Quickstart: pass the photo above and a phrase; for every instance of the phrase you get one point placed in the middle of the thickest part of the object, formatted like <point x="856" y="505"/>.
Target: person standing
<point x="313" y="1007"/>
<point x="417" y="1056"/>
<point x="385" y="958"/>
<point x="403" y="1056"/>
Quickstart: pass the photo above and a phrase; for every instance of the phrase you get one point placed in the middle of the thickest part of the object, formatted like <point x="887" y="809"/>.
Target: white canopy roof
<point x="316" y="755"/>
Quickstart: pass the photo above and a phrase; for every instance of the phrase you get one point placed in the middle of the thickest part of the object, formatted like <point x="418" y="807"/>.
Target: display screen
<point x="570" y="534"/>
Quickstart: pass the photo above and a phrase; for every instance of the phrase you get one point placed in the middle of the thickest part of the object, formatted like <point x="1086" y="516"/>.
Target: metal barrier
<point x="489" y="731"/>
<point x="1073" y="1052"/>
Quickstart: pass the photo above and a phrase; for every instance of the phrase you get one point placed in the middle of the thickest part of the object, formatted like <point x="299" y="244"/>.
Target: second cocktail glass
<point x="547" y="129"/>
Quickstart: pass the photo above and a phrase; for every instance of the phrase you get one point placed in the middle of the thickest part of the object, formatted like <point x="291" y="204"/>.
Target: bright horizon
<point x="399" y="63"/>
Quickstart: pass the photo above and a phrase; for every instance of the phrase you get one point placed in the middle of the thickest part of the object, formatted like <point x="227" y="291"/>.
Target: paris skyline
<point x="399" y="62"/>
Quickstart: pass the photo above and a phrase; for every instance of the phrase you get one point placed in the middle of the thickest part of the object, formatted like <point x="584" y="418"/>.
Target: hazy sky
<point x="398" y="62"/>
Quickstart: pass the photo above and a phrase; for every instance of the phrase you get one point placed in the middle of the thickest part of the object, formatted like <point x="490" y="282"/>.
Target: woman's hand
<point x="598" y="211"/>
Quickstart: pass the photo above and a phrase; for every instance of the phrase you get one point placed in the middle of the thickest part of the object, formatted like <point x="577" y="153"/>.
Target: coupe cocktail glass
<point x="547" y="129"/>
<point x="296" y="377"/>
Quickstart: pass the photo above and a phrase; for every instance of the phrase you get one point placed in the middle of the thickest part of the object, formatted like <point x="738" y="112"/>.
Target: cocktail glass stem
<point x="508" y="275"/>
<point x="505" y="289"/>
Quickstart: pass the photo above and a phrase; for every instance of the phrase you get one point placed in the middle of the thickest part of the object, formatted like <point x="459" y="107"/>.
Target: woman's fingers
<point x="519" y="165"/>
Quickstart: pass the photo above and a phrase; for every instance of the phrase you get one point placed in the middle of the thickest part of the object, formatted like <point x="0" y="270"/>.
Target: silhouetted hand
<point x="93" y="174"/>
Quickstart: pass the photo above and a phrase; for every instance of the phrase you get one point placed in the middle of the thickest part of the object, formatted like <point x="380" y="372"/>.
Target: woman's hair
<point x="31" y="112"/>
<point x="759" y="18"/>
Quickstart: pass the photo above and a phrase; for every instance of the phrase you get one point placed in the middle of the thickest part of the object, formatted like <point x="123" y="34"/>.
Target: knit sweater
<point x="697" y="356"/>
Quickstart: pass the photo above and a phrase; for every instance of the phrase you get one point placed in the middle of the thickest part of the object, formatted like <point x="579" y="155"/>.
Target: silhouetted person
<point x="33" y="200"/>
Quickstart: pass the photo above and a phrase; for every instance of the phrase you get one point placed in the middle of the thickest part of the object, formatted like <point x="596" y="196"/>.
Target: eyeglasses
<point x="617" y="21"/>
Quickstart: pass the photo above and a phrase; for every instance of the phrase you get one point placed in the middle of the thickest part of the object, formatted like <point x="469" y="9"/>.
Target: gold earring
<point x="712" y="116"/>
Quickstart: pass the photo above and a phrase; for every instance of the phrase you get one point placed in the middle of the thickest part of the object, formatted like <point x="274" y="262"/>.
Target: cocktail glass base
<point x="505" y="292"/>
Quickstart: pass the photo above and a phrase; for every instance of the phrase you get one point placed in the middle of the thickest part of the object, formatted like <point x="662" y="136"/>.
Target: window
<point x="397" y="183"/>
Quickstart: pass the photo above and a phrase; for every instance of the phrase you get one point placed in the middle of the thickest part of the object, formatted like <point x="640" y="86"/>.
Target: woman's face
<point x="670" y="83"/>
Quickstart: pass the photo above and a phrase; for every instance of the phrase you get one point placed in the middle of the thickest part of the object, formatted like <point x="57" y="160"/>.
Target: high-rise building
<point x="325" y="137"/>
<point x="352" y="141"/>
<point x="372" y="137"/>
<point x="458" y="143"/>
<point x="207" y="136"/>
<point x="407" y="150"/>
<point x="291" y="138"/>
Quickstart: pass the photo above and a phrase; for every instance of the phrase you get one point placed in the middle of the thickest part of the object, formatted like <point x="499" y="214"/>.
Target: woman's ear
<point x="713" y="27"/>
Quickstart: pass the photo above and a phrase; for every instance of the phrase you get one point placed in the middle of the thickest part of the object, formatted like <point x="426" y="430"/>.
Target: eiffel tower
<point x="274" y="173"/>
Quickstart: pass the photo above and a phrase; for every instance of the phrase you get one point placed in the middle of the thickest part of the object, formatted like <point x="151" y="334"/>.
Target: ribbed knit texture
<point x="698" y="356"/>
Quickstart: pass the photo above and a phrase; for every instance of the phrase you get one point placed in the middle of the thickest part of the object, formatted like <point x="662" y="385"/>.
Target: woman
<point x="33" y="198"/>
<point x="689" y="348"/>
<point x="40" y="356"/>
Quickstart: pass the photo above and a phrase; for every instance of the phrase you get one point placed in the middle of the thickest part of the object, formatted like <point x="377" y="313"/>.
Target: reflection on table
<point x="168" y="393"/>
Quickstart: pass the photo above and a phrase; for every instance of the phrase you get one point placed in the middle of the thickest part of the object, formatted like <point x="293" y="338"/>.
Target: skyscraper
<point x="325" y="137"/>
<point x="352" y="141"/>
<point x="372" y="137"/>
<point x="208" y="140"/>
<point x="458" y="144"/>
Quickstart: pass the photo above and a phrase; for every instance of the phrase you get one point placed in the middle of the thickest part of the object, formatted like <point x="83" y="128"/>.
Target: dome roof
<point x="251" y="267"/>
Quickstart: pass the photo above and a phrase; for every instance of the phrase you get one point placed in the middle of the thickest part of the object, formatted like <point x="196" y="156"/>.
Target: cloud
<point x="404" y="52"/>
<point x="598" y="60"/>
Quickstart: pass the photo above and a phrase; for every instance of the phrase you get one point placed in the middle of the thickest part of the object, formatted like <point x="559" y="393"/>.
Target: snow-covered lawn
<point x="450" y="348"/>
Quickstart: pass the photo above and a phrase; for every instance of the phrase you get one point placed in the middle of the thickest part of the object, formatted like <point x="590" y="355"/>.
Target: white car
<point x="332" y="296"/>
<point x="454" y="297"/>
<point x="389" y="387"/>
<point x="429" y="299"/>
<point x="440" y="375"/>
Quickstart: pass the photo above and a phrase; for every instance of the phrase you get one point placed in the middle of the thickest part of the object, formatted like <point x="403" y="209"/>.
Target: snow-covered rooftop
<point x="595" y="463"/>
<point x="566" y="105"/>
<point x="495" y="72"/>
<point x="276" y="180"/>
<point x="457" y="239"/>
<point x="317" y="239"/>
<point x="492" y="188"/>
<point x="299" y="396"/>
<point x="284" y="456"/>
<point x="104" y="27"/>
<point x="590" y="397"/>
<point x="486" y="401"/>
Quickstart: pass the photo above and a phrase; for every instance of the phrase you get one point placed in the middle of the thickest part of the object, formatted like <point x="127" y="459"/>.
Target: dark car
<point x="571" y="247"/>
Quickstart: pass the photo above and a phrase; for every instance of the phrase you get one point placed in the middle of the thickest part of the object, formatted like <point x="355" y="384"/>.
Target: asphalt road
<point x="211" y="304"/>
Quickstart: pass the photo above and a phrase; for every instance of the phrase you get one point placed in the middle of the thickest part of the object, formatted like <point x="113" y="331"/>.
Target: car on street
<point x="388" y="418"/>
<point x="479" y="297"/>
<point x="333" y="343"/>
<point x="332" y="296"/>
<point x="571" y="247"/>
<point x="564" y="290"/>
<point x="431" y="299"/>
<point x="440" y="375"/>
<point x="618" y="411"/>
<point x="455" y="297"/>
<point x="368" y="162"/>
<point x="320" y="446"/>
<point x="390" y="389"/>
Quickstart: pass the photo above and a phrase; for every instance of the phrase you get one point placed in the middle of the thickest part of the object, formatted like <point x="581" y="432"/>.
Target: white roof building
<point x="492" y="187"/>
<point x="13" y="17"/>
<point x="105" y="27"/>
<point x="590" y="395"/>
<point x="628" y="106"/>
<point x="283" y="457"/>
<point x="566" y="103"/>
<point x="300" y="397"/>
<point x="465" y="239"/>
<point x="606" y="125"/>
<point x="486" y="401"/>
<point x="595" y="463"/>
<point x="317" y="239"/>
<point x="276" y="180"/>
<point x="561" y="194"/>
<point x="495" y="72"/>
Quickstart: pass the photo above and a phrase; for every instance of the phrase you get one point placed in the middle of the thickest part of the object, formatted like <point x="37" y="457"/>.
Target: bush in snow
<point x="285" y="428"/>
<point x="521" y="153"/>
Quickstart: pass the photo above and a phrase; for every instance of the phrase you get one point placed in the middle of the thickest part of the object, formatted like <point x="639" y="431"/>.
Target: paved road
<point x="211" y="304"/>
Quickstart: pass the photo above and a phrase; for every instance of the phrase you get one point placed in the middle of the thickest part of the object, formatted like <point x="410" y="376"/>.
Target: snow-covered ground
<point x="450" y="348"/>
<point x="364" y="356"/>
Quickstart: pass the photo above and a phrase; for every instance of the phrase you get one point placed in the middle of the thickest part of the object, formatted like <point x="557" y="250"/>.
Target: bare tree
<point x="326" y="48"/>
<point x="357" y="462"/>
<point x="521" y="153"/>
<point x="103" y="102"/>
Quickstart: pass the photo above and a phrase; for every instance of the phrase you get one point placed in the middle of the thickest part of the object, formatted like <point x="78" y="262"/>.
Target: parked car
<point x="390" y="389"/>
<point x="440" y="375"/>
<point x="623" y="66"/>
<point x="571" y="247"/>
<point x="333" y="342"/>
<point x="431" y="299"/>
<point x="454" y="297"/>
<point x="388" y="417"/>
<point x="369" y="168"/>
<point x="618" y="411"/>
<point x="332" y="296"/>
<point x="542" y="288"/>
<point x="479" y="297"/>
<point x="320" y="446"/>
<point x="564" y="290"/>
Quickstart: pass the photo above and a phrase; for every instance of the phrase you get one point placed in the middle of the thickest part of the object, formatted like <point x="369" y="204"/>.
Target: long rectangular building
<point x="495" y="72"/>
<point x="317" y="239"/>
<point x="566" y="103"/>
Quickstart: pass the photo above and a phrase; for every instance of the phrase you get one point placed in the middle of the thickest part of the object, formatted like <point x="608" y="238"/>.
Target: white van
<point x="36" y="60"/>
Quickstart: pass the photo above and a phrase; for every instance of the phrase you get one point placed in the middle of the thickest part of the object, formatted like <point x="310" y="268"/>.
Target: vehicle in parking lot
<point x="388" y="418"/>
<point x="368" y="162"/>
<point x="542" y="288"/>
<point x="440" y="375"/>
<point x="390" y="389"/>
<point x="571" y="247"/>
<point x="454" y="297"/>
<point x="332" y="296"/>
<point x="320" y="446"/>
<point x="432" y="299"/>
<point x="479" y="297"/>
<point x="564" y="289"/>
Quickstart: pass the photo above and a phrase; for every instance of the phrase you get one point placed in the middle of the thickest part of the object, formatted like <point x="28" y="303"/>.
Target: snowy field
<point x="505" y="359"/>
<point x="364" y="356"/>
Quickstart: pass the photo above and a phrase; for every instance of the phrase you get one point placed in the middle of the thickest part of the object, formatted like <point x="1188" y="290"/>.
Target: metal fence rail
- - - - -
Task brief: Report every line of the entries above that contains the word "hand", matching case exactly.

Complete output:
Target: woman's hand
Target: silhouetted hand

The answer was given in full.